--- START OF RECORDS TO USE ---

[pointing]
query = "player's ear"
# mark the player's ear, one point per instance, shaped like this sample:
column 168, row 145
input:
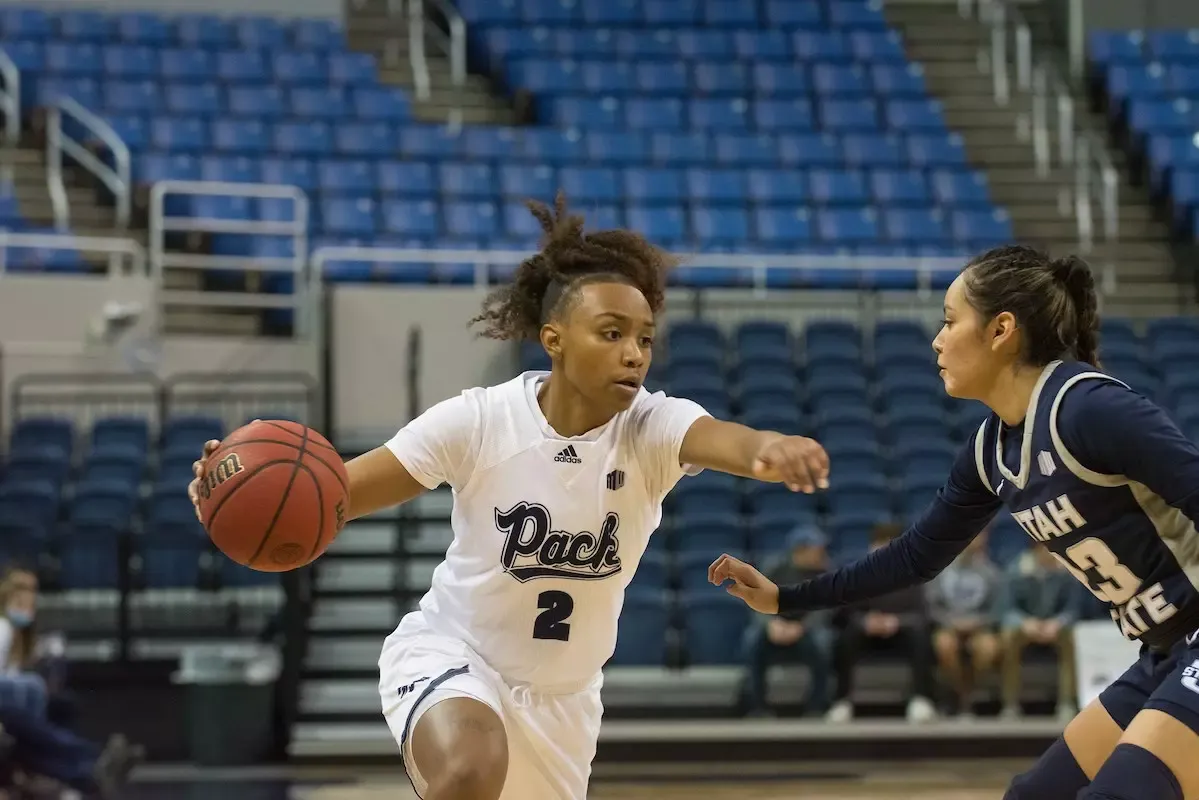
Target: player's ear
column 552, row 340
column 1002, row 330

--- END OF RECORDS TO USE ---

▶ _WHAT THE TASK REQUIRES_
Rewrite the items with "player's ear" replaced by "athlete's ear" throughout and everything else unchanged. Leave the pictures out of your answer.

▶ _CORRECT ANSWER_
[pointing]
query = "athlete's ear"
# mark the athlete's ear, one point per instance, shaped like this sample:
column 168, row 145
input:
Target: athlete's ear
column 552, row 340
column 1002, row 330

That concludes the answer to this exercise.